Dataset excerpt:
________
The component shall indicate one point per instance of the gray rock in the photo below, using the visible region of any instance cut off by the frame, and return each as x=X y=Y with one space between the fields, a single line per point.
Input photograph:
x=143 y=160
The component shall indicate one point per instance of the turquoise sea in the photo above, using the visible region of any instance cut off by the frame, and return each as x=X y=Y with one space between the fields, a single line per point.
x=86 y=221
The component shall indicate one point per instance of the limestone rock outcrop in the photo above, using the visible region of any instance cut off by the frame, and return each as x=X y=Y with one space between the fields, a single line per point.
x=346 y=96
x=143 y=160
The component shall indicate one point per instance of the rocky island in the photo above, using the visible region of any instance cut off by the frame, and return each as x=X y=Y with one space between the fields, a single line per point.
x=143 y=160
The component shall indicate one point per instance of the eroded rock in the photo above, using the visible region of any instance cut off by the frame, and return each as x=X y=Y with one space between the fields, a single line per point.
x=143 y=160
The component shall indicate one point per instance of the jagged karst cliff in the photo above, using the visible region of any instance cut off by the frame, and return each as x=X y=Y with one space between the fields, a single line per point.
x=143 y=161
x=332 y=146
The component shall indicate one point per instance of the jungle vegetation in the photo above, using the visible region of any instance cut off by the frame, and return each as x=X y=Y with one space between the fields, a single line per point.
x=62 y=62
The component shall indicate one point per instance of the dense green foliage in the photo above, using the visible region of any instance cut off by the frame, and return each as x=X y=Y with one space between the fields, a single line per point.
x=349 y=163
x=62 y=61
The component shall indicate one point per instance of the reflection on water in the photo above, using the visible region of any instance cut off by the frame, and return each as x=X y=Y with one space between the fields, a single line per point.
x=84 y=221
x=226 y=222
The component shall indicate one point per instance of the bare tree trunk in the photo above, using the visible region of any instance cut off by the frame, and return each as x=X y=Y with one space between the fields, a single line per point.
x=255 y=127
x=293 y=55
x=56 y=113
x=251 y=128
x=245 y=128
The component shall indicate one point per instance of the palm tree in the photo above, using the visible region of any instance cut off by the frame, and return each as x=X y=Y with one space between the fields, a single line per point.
________
EXERCISE BRIEF:
Rewrite the records above, changing every "component" to "system" and leaving all other text as it is.

SOLUTION FOR THIS EXERCISE:
The system shall indicate one point per instance of the gray rock in the photo below, using the visible region of any instance cut off by the frame, and return each as x=X y=Y with one space between the fields, a single line per point.
Input photograph:
x=143 y=160
The system shall indicate one point per instance of the turquoise sea in the photo above, using the visible region of any instance cut off by the frame, and return each as x=X y=Y with one space between the fields, a single line per point.
x=86 y=221
The system shall indicate one point per instance of the limestone rock outcrop in the photo above, using the visible region of any instance cut off by the frame, and return each as x=X y=Y with one space between the fields, a single line per point.
x=346 y=96
x=143 y=160
The system shall indicate one point per instance of the rocky island in the photo above, using the visible region of any instance cut off by the frame, and return each as x=X y=Y with one space between the fields, a single line per point.
x=143 y=160
The system shall indicate one point per instance of the eroded rock in the photo above, using the visible region of any instance cut off by the frame, and return each as x=X y=Y with one space between the fields, a single line per point.
x=143 y=160
The system shall indicate one point per instance of the jagged karst cliff in the photo above, using the visible region of any instance cut off by the frame, and return each as x=X y=Y with one space between the fields, a single line per point.
x=143 y=161
x=332 y=146
The system shall indicate one point per instance of the jungle vegetation in the photo above, using the visible region of any instance cut off by the frame, and return each as x=X y=Y with one space between the fields, a single line per point.
x=62 y=62
The system shall indicate one point per instance of the dense green foliage in the photo above, using the visible region of any instance cut off by the frame, and return each as x=X y=Y with one space between the fields, a single line per point.
x=349 y=163
x=62 y=61
The system shall indicate one point per instance of the reflection on water in the photo above, using the visible region of any instance cut off by the frame, and return each as x=X y=Y with one space between the fields, a single line per point.
x=84 y=221
x=226 y=222
The system shall indicate one point per instance of the bare tree trunk in the photo above, using the visible region of any instance cut off by the frame, and return each as x=X y=Y with one space between the fields, a single line per point.
x=255 y=127
x=293 y=55
x=56 y=113
x=251 y=128
x=245 y=128
The system shall indicate one point per instance of the palm tree in the photo above, using the visible region of any instance cut off by the frame, and return each as x=X y=Y with one space between the fields, a single line per point.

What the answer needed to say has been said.